* **Формулировка задания**:
Ответьте, пожалуйста, на вопросы по отрывку о Ермолове:
(а) В климате какой эпохи был воспитан Ермолов?
(б) Что Ермолов считал образцом высокой целесообразности?
(в) Чья тень сопровождала Ермолова в дебрях Чечни?

* **Фрагмент текста**:
Что двигало Алексеем Петровичем, когда он ставил перед собой столь жестокие задачи, исключавшие возможность любого компромисса?
Ермолов был не только человеком «необъятного честолюбия», но, воспитанный в опьяняющем имперском климате екатерининской эпохи, он был и человеком миссии, что неразрывно с имперским сознанием. Ермолов был человек империи, судьбу которой он, быть может подсознательно, подменял собственной судьбой…
Ермолов видел свою миссию в том, чтобы фундаментально изменить горский мир — доселе независимый, внедрить в него тот порядок, который он считал образцом высокой целесообразности, культурно-государственную систему Российской империи.
Ермолова «восхищает» именно то, что он первым смирит «гордость сих буйных чад независимости». Его воистину цезарианская решимость идти до конца, ломая сопротивление противника — физическое и психологическое, — налицо.
Дело в общем самоощущении Алексея Петровича. Он не просто один из русских генералов, выполняющих ответственное поручение императора. Он — деятель, погруженный в мощную историческую толщу, наследник великих завоевателей. И если путь Александра Македонского, разрушителя Персидской державы, был ему — во всяком случае на время — заказан, то в дебрях Чечни его сопровождала тень Цезаря.

* **Исходные данные**:
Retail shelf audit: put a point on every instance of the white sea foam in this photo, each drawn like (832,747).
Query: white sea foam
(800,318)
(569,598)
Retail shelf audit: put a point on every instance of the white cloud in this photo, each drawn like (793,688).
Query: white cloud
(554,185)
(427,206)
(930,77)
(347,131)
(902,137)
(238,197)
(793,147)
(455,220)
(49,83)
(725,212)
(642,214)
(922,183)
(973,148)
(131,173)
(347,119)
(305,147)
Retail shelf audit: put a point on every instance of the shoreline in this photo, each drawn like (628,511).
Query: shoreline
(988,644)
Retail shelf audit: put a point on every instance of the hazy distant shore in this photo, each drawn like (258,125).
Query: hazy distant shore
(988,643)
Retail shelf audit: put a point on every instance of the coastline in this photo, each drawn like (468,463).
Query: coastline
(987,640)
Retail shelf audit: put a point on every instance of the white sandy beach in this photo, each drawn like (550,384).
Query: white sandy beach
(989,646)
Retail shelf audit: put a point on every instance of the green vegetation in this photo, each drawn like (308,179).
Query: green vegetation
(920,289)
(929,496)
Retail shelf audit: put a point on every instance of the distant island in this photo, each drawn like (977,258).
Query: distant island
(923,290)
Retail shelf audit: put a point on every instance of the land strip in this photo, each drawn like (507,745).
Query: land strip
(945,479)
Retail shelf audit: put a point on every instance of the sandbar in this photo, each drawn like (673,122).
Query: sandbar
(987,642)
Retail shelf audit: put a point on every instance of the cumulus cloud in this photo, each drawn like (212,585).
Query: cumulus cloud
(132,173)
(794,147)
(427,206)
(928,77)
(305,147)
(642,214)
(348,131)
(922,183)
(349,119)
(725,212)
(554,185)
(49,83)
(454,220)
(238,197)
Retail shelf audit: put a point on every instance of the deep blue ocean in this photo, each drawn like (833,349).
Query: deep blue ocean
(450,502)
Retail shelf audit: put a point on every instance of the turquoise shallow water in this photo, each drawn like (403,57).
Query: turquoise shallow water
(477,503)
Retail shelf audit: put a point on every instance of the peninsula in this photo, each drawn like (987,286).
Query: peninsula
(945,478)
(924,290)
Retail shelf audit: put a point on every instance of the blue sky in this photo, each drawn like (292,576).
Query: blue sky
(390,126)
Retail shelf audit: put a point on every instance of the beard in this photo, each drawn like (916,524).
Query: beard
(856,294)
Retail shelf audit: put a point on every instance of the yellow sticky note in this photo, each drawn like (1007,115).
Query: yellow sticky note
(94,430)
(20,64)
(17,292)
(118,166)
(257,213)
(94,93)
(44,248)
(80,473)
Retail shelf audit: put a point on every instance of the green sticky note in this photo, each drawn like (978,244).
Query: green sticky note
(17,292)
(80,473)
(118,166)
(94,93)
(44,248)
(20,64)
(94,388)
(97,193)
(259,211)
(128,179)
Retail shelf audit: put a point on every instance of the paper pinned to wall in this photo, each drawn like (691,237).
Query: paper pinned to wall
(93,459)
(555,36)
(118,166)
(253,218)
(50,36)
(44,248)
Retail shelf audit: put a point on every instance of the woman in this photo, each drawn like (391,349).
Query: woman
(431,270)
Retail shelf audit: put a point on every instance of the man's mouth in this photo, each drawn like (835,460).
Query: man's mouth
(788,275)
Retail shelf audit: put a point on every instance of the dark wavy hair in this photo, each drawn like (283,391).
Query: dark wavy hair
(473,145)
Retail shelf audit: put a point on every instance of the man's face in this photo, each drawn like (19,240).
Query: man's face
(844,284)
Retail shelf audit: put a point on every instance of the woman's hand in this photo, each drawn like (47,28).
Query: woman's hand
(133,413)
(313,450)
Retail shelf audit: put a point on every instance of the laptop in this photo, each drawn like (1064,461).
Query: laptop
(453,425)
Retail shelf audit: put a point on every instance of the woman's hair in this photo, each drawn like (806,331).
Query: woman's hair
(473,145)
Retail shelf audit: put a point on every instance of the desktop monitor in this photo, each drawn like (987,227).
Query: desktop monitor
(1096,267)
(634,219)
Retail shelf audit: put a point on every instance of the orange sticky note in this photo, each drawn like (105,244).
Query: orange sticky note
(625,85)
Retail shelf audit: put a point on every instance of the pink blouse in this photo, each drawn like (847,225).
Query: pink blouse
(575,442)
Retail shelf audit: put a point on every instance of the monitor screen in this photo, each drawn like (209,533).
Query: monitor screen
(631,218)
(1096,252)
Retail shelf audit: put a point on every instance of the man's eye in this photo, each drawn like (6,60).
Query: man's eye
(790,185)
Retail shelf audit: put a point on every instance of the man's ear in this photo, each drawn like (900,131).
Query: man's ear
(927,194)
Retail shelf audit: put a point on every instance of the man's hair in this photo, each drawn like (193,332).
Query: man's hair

* **Письменное решение**:
(а) Екатерининской эпохи.
(б) Культурно-государственную систему Российской империи.
(в) Тень Цезаря.